**THE EXERCISE**
Copy every entry word for word, but skip the pictures.

▽

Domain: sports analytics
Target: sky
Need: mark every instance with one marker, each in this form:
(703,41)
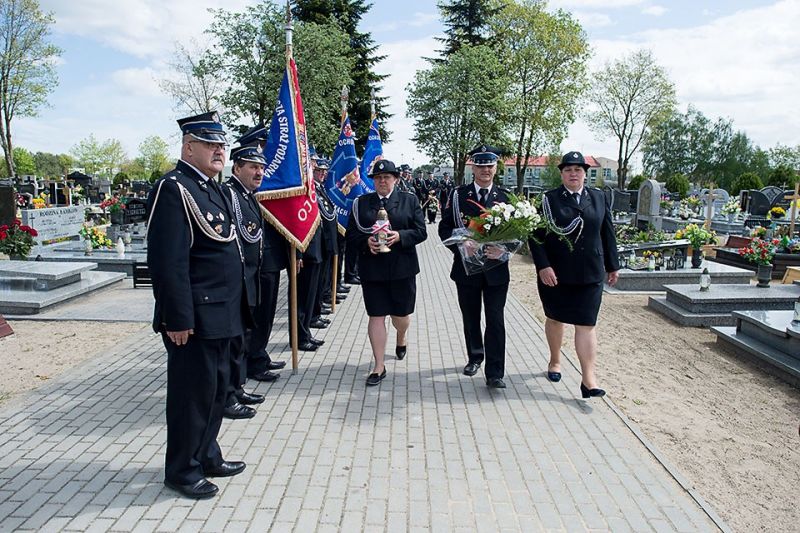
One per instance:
(735,59)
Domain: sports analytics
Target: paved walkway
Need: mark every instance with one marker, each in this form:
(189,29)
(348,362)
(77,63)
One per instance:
(427,450)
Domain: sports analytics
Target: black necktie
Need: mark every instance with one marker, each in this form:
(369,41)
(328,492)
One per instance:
(482,195)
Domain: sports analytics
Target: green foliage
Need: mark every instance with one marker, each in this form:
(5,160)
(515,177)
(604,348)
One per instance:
(782,176)
(631,95)
(27,66)
(249,51)
(459,103)
(746,181)
(636,182)
(546,55)
(23,162)
(678,183)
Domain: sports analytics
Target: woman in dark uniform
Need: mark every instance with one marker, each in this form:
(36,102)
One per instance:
(388,279)
(570,281)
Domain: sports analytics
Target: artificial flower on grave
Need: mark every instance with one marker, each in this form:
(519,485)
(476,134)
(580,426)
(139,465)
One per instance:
(16,240)
(760,251)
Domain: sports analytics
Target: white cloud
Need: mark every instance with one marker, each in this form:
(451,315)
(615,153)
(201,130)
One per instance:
(656,11)
(730,67)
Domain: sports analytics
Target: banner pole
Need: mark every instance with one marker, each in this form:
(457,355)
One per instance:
(333,282)
(293,306)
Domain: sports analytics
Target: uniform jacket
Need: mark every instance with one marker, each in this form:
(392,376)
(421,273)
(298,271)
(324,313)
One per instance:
(197,281)
(406,218)
(452,219)
(594,253)
(249,228)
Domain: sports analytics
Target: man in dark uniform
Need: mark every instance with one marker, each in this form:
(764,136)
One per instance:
(490,286)
(196,264)
(248,170)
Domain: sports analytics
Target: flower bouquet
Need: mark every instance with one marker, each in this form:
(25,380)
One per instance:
(492,238)
(16,240)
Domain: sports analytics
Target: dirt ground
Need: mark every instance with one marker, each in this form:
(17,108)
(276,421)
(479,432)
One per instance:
(39,351)
(727,426)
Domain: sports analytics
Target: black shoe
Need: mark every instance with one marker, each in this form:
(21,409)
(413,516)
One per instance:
(265,376)
(495,383)
(238,411)
(375,378)
(400,352)
(591,393)
(276,365)
(201,490)
(225,469)
(471,369)
(249,398)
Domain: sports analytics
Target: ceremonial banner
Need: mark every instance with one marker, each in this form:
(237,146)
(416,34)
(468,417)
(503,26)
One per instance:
(373,151)
(287,195)
(343,181)
(286,149)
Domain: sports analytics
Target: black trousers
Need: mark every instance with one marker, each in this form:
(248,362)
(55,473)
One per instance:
(256,355)
(198,374)
(490,345)
(307,287)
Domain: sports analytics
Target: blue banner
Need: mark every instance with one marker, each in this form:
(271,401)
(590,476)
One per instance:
(286,149)
(373,151)
(343,181)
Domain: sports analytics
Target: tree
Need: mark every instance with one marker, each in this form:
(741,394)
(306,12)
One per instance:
(347,15)
(467,23)
(632,95)
(745,182)
(23,162)
(546,55)
(249,53)
(27,66)
(678,183)
(459,103)
(154,156)
(193,86)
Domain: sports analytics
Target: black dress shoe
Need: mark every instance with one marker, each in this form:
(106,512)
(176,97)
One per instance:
(238,411)
(471,369)
(400,352)
(200,490)
(375,378)
(495,383)
(264,376)
(249,398)
(225,469)
(591,393)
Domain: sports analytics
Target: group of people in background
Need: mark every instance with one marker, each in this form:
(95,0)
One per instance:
(216,263)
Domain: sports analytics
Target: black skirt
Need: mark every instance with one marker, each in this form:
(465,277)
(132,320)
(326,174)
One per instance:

△

**FINISHED TASK**
Domain: sports analytics
Target: sky
Need: mark every instance with one marker, each in this form:
(703,41)
One per instance:
(735,59)
Domain: sports analytics
Target: paved walkway
Need: mark every instance with one marker, each in this form:
(189,29)
(348,362)
(77,63)
One per instance:
(427,450)
Domain: sports analytics
Target: black necktie
Need: mark every instance with one marker, each in this form:
(369,41)
(328,492)
One per instance:
(482,195)
Domain: sports analytics
Target: green foliage
Need: mark every instance with one marker, each in this form:
(5,160)
(515,177)
(604,348)
One per instance:
(782,176)
(631,95)
(27,66)
(249,51)
(459,103)
(746,181)
(636,182)
(546,55)
(23,162)
(678,183)
Domain: sports analytics
Target: woman in dark uniform
Need: mark every instance with one marker, each in this form:
(36,102)
One per instance:
(388,279)
(570,281)
Domain: sports analytics
Target: artificial flower on grave
Need: mark every instance with one marker, each in this form:
(519,485)
(476,134)
(580,426)
(139,465)
One per instance:
(16,240)
(760,251)
Domain: sports analytics
Target: white cloud
Need: mark every instance with one marker, each in this form:
(451,315)
(615,153)
(201,130)
One per instance:
(656,11)
(730,67)
Domain: sports analytics
Target: banner pole
Need: mark every instance with one marker, each in this form:
(457,355)
One per instance:
(333,282)
(293,306)
Domain: sports analytics
Target: uniform jacket
Need: mark every instance with one marker, each in this form:
(392,376)
(421,273)
(298,271)
(324,313)
One per instance:
(197,281)
(406,218)
(452,219)
(594,253)
(249,228)
Domain: sports analytics
Target: man in dark uniform
Need: mark every instance with one marker, each in this form:
(764,136)
One per instance:
(490,286)
(196,264)
(248,170)
Domain: sports analytics
Target: flower bouquet
Need: mark every instance with one marker, each in this form:
(25,380)
One per instance:
(492,238)
(16,240)
Domain: sports analytics
Target: dirt ground
Need: mark every instance with one marker, each in this form:
(17,108)
(276,421)
(479,432)
One per instance:
(39,351)
(727,426)
Domain: sports analytics
Target: black shoe
Need: mark every instance with one marker, each in this form:
(21,409)
(413,516)
One per instance:
(265,376)
(495,383)
(238,411)
(375,378)
(400,352)
(591,393)
(276,365)
(201,490)
(225,469)
(471,369)
(249,398)
Domain: sports analytics
Target: ceremonial banner
Need: mark every instance with one marker, each in this form:
(237,146)
(416,34)
(468,417)
(503,26)
One per instance:
(373,151)
(287,195)
(343,181)
(286,149)
Domain: sports analytics
Target: black trousers
Need: mark every instance with one marker, each in this form:
(248,362)
(55,473)
One per instance:
(256,355)
(198,374)
(490,345)
(307,287)
Domain: sports analytics
Target: blue banner
Need: mark every instance with one marker, each in this form:
(271,401)
(590,476)
One per instance:
(286,149)
(373,151)
(343,181)
Domain: sports analytics
Target: tree
Need: mark every instance with one marker, each in this form:
(741,394)
(306,12)
One per instance:
(347,15)
(467,23)
(632,95)
(745,182)
(23,162)
(546,55)
(249,53)
(27,66)
(678,183)
(459,103)
(154,156)
(193,86)
Domain: sports analytics
Target: black dress shoe
Need: mark every instance with one marker, each in this form:
(106,512)
(176,97)
One per instance:
(238,411)
(471,369)
(400,352)
(200,490)
(375,378)
(495,383)
(264,376)
(249,398)
(225,469)
(591,393)
Domain: sports analytics
Target: group of people in background
Need: mark every instance with one marker, each in this form:
(95,0)
One per instance:
(216,263)
Domain: sports analytics
Target: black skirt
Need: mark every instance with one marker, each in this form:
(465,277)
(132,320)
(326,174)
One per instance:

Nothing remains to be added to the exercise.